◆ WHAT IS NEEDED ◆
Print the records exactly. Every mark must remain.

■ ■ ■ ■ ■ ■ ■

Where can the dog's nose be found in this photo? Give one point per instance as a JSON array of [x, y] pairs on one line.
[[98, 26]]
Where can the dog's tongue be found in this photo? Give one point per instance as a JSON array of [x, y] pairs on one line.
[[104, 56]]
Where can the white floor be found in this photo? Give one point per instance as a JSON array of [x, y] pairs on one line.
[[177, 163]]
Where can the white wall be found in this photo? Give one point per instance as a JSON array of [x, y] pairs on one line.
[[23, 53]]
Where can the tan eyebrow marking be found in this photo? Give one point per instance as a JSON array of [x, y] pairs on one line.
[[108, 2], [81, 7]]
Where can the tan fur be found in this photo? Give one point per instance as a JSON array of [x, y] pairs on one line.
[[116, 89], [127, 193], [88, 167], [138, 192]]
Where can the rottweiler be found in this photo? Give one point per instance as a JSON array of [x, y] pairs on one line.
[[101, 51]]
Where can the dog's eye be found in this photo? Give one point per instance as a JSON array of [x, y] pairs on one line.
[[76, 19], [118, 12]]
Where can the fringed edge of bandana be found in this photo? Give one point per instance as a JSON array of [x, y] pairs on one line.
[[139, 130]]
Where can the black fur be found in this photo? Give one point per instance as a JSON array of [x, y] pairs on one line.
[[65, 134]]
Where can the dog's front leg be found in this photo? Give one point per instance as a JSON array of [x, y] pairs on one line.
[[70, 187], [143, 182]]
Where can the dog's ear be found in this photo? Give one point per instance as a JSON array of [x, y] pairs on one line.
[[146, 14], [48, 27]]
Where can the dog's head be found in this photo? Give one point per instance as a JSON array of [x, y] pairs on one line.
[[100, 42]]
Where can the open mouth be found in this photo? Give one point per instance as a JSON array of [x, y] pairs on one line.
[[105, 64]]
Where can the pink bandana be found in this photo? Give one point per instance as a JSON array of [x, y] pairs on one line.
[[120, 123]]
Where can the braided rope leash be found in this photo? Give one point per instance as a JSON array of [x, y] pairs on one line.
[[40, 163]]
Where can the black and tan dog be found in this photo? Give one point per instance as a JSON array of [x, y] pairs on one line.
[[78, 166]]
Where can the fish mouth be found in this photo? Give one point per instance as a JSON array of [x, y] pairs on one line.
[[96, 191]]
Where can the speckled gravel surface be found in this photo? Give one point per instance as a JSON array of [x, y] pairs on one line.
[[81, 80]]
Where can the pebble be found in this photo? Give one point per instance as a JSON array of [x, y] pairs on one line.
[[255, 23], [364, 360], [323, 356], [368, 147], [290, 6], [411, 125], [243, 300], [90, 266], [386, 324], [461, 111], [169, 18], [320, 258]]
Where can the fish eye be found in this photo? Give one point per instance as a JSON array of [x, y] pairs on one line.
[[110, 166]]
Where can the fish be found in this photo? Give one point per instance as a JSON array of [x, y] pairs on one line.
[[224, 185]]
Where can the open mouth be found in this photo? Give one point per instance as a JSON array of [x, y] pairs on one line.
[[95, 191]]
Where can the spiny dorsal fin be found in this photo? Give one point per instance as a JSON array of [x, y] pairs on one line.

■ ■ ■ ■ ■ ■ ■

◆ RESULT OF THIS TASK ◆
Where can the dog's nose be found in this photo? Give one point per instance as a JSON array of [x, y] pairs on one line.
[[98, 26]]
Where can the dog's tongue be found in this photo? Give one point per instance as a JSON array of [x, y] pairs on one line.
[[104, 56]]
Where can the white floor be found in this photo? Give one point per instance as a JSON array of [x, y] pairs on one line.
[[177, 163]]
Where can the white wall be found in this photo? Give one point per instance as a JSON array of [x, y] pairs on one line.
[[23, 53]]
Where can the tan eyebrow marking be found in this photo? Give one point per instance as a JSON array of [x, y] pairs on one line.
[[108, 2], [81, 7]]
Where can the tan fur be found in this photo? Give one point per instance as a JSON array of [x, y] pairs on one line.
[[116, 89], [127, 193], [88, 167], [138, 192]]
Where can the rottweiler be found in this photo? Give one point per instance as a JSON array of [x, y] pairs on one line.
[[101, 51]]
Where can the dog's eye be found in this photo? Give one point per instance as a JSON array of [x, y] pairs on one line.
[[76, 19], [118, 12]]
Where can the fringed edge of bandana be found in this photo? Give one point per instance as a JSON array of [x, y] pairs on one line.
[[139, 130]]
Where can the black fur be found in this photo? Give one point per instance as a JSON array of [x, y] pairs on one line.
[[65, 134]]
Where can the dog's front leg be found in this photo? Give one point per instance as a JSON array of [x, y] pairs on one line.
[[70, 187], [143, 182]]
Where can the dog's ear be found in this photo? Give one point per instance as a JSON array of [x, y] pairs on one line.
[[146, 14], [48, 27]]
Where can the dog's head be found in this photo? Give one point per instance as a JSON array of [x, y] pairs on one line.
[[100, 42]]
Where can the open mouth be found in this photo? Give one point per instance as a JSON array of [x, y] pairs on one line.
[[105, 64]]
Where can the pink bandana be found in this photo? Give one point per instance as a JSON array of [x, y] pairs on one line.
[[120, 123]]
Where can the braided rope leash be found in this photo? Give one point per instance as a JSON array of [x, y] pairs on one line.
[[40, 163]]
Where can the black and tan dog be found in this photo? Give one point per instance as a JSON array of [x, y] pairs on one line.
[[78, 166]]
Where can the fish mouth be found in this photo? Give one point per instance as a JSON array of [x, y] pairs on one line.
[[96, 191]]
Where can the speckled gravel surface be found in this photo? Give one point per instance as a JSON array of [x, y] pairs on one line.
[[81, 80]]
Where can the pebble be found in this photo? Give one point per instance as a JSON array of [x, y] pairs on one line.
[[255, 23], [364, 360], [323, 356], [368, 147], [290, 6], [411, 125], [243, 300], [90, 266], [386, 324], [461, 111], [169, 18], [320, 258]]
Where can the fish eye be found in this photo? Give one point per instance as a JSON array of [x, y] pairs on one line.
[[110, 166]]
Where can the fish be found in this photo? Give one point per instance as a JSON array of [x, y] pairs on one line.
[[224, 185]]
Where can the open mouth be found in this photo? Give one point per instance as a JSON array of [x, y] pairs on one line.
[[95, 191]]
Where can the spiny dorsal fin be found in this photo? Give one point per instance as a JSON array of [x, y] pairs on one line.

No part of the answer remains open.